- [Exercise objective]
Copy the excerpt about Easy E's Republican dinner invitation word for word, starting with "Remember the post-Cold" and going on through "Or all three.".
───── Text extract
Remember the post-Cold War story about how Easy E attended a Republican White House dinner under George Herbert Walker Bush? We vaguely recall that after some donation the gangsta rapper got an invite. And then the story evaporated. Jerry Heller, popularizer of West Coast hip-hop, fleshes out the details in his latest book, "Ruthless":

"Because (Easy E) contributed his time and money to a South Central charity event, his name got cherry picked by the eternally vigilant fundraising apparatus of the Republican Party. A computer has no judgement. It doesn't care if you are a respected dope dealer, a violent agitator for minority rights, or one of the vocalists on a song called "Fuck Ta Police." Or all three.

"The Republicans understand money and the computer understands the slow grind of numbers. A huge Cray mainframe in Silver Springs, Maryland, picked up the scent of a twenty five thousand dollar contribution made to one (Easy E) of Westlake, California. That scent excited GOP cash glands. The Cray spit out the form letter invitation to said (Easy E) and we were off to have lunch with (President Bush, 41).
──────────
───── Data lines
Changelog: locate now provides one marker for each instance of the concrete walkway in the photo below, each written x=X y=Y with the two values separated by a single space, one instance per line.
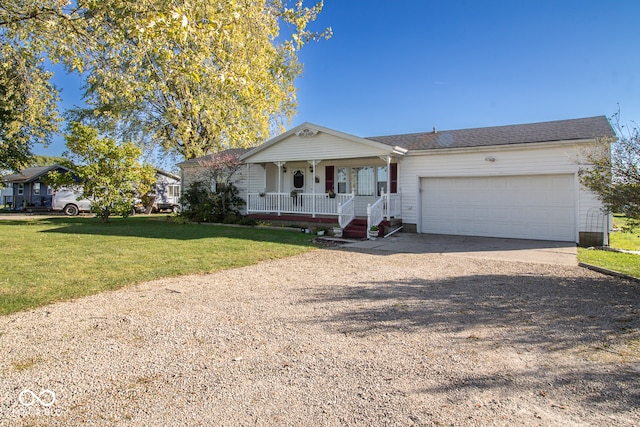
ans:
x=535 y=251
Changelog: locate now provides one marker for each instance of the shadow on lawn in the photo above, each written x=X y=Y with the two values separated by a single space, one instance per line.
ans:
x=548 y=315
x=159 y=228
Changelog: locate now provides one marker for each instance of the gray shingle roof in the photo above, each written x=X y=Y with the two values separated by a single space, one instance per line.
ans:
x=32 y=174
x=560 y=130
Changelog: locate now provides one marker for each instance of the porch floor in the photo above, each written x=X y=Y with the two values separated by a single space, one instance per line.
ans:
x=307 y=219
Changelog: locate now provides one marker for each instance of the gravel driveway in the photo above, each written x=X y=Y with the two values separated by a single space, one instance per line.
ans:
x=334 y=337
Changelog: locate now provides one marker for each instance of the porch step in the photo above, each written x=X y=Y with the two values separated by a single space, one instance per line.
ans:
x=357 y=229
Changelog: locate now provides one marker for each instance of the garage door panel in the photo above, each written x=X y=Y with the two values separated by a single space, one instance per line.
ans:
x=528 y=207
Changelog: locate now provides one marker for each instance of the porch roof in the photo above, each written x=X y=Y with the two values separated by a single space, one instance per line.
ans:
x=310 y=130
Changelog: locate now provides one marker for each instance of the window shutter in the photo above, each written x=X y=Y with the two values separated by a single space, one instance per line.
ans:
x=393 y=178
x=328 y=178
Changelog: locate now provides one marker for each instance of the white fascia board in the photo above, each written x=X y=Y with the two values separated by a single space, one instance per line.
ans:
x=502 y=147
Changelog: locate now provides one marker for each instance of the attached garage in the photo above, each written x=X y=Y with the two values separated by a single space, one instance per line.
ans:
x=539 y=207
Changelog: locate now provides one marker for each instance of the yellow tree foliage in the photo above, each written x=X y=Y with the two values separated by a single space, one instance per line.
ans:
x=195 y=76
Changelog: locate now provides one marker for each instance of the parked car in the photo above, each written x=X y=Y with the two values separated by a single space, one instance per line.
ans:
x=66 y=200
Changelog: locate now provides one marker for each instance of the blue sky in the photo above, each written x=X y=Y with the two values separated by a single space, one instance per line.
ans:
x=407 y=66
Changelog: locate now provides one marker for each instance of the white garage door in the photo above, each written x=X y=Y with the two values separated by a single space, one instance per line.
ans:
x=540 y=207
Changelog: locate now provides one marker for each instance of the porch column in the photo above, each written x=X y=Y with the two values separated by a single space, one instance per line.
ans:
x=280 y=165
x=313 y=164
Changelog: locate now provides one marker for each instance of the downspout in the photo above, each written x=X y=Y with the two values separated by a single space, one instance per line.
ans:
x=388 y=192
x=248 y=186
x=279 y=164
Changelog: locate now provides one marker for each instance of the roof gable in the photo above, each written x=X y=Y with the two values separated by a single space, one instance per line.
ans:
x=560 y=130
x=310 y=141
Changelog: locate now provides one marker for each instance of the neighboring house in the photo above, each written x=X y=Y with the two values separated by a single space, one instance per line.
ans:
x=30 y=192
x=167 y=191
x=517 y=181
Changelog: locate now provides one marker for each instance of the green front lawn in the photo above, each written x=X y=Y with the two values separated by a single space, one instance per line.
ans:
x=620 y=262
x=47 y=260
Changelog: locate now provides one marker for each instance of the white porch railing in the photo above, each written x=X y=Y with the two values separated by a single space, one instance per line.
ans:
x=394 y=207
x=347 y=211
x=386 y=207
x=300 y=203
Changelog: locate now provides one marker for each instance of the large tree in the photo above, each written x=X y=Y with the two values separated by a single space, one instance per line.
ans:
x=613 y=171
x=28 y=111
x=193 y=76
x=107 y=173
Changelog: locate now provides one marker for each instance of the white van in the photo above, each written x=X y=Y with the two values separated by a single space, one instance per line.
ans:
x=66 y=200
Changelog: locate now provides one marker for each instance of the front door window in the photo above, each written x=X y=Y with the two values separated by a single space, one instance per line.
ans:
x=298 y=180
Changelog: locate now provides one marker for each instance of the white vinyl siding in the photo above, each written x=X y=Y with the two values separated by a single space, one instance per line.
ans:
x=533 y=159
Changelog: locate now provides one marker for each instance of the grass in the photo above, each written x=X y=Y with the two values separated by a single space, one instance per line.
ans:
x=63 y=258
x=620 y=262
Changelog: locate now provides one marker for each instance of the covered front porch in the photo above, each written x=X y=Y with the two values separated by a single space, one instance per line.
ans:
x=340 y=206
x=320 y=172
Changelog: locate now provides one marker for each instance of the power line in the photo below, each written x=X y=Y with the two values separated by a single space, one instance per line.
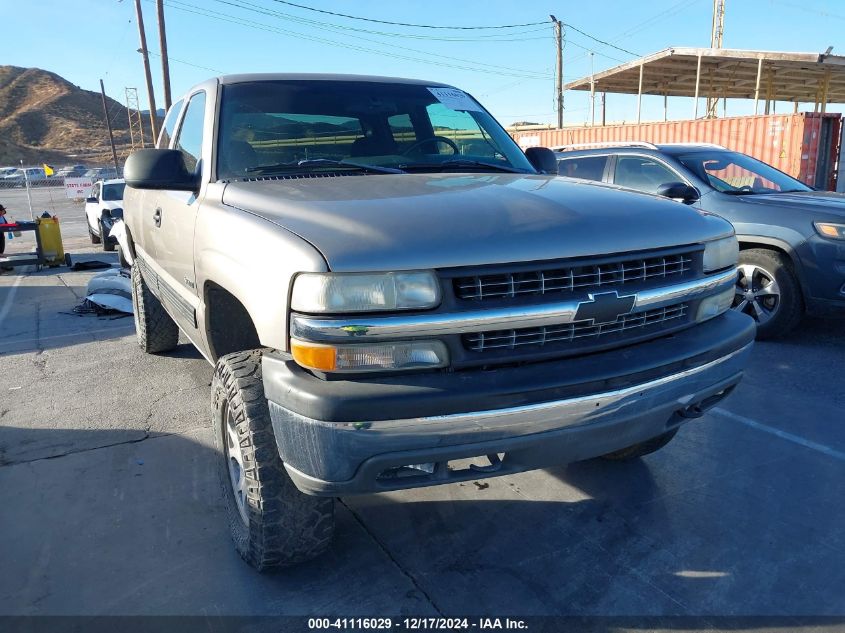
──────────
- [Completed task]
Remember the post-Cold War story about how Easy E attended a Republican White House dinner under George Herbert Walker Bush? We vaguely recall that after some donation the gangsta rapper got an invite. And then the story evaporated. Jerry Heller, popularizer of West Coast hip-hop, fleshes out the details in his latest book, "Ruthless":

"Because (Easy E) contributed his time and money to a South Central charity event, his name got cherry picked by the eternally vigilant fundraising apparatus of the Republican Party. A computer has no judgement. It doesn't care if you are a respected dope dealer, a violent agitator for minority rights, or one of the vocalists on a song called "Fuck Ta Police." Or all three.